*** Opening Recorded data ***

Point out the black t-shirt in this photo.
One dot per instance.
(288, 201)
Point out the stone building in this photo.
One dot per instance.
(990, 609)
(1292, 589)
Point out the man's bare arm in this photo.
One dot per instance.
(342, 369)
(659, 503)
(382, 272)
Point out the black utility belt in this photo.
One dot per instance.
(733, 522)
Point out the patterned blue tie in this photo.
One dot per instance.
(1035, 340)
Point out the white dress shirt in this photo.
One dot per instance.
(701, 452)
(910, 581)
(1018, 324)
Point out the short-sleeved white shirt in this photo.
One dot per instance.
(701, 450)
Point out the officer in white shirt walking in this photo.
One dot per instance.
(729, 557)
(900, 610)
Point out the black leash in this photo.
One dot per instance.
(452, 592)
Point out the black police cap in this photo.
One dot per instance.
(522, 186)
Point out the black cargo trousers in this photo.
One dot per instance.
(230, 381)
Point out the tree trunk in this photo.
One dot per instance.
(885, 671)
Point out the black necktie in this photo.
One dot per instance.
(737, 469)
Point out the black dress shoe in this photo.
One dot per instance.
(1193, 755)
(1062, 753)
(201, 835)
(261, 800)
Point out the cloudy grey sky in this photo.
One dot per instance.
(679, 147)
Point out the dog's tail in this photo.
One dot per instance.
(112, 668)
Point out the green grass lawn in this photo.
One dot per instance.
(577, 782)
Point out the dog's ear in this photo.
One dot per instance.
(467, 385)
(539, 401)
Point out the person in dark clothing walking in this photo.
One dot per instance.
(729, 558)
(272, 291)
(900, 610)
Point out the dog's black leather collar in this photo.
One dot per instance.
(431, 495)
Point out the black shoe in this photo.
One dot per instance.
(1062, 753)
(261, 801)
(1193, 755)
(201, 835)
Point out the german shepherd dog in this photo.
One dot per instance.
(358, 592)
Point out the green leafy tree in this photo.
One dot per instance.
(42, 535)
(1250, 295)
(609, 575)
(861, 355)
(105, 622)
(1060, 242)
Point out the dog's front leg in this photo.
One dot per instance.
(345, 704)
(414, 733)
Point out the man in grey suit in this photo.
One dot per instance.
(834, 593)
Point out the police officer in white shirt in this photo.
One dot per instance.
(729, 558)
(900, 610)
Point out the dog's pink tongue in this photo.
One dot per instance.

*** Closing Recorded data ***

# Action item:
Copy each line of the listing in which the word "tree" can be found.

# Exercise solution:
Point out the tree trunk in this photo.
Point out the green leafy tree in this photo.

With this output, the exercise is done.